(EXERCISE DETAILS):
Rewrite the passage of the chocolate creme brulee description starting at "Before serving, sugar" and ending at "of custard each.", replacing "handheld torch" with "kitchen blowtorch".

(EXCERPT PROVIDED):

________________________________________

Chocolate Creme Brulee
User Reviews
5
Chocolate Creme Brulee
Description
This recipe for Chocolate Creme Brulee starts by beating egg yolks with sugar until pale and smooth. Whipping cream, vanilla extract, and cocoa powder are incorporated and strained to ensure a silky custard free of foam or lumps. The custard mixture is poured into individual ramekins placed in a roasting pan filled with hot water to create a gentle baking environment.
Baked at 300°F for about 50 minutes, the custard sets with a delicate creaminess. After baking, ramekins remain in the water bath until cooled and then chilled in the refrigerator for at least two hours to fully firm and develop flavor.
Before serving, sugar is sprinkled evenly on top and caramelized with a handheld torch or broiler to create a crisp caramel crust. This step should be done just before serving, as the topping softens if applied too early. The ramekins used are approximately 3¼ inches in diameter and 1¼ inches deep, holding about half a cup of custard each.

________________________________________

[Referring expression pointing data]
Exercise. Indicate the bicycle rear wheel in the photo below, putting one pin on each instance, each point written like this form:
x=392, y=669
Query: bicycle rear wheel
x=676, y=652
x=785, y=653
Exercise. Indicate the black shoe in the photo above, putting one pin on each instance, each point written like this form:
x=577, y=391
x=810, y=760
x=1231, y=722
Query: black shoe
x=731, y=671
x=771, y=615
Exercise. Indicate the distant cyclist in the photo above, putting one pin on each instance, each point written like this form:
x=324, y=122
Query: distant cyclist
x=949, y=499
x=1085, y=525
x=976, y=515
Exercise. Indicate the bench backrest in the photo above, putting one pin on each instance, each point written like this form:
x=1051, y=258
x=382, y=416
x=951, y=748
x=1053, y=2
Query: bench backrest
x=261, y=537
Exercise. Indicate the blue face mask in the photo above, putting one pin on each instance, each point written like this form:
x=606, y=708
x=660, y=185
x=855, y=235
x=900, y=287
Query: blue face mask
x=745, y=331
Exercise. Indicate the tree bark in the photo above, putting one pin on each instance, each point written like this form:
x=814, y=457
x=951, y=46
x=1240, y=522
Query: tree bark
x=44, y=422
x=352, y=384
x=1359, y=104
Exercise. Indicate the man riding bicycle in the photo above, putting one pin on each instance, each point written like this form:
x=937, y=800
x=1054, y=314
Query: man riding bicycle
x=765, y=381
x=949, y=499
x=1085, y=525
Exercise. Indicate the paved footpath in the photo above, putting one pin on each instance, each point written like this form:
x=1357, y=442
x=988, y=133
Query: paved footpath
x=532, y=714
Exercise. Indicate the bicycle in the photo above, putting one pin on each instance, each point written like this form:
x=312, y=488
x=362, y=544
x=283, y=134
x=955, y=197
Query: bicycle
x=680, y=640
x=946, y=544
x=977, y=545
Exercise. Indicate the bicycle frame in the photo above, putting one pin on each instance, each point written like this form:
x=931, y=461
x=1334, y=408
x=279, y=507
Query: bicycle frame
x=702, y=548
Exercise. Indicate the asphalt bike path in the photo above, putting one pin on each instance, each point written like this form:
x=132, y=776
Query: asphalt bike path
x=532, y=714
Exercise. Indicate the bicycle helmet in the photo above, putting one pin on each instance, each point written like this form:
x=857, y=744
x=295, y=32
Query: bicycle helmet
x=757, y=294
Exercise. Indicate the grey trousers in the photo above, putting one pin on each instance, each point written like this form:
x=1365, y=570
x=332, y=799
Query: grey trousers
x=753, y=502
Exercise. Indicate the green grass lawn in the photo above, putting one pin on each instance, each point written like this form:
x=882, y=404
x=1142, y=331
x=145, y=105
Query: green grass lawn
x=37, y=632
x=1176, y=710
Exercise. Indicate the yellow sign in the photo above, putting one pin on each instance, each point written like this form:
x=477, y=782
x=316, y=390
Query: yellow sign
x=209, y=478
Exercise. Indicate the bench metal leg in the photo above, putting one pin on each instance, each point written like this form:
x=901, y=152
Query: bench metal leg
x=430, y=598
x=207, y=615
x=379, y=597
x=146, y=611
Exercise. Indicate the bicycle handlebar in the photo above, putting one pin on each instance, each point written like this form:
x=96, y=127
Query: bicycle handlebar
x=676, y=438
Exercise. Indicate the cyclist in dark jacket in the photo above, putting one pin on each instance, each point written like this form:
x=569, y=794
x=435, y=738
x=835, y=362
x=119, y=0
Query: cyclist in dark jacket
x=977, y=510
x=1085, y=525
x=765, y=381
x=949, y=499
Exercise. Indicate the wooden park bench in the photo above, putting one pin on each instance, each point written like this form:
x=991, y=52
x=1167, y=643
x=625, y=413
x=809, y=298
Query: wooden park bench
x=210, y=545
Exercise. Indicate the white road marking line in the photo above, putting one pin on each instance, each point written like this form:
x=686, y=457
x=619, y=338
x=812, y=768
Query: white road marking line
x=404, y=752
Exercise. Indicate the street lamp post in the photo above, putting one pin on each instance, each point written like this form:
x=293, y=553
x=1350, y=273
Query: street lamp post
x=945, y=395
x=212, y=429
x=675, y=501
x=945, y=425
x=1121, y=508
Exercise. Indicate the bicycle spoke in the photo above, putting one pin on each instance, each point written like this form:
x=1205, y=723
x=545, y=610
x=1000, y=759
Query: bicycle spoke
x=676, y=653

________________________________________

(EXPECTED ANSWER):
Before serving, sugar is sprinkled evenly on top and caramelized with a kitchen blowtorch or broiler to create a crisp caramel crust. This step should be done just before serving, as the topping softens if applied too early. The ramekins used are approximately 3¼ inches in diameter and 1¼ inches deep, holding about half a cup of custard each.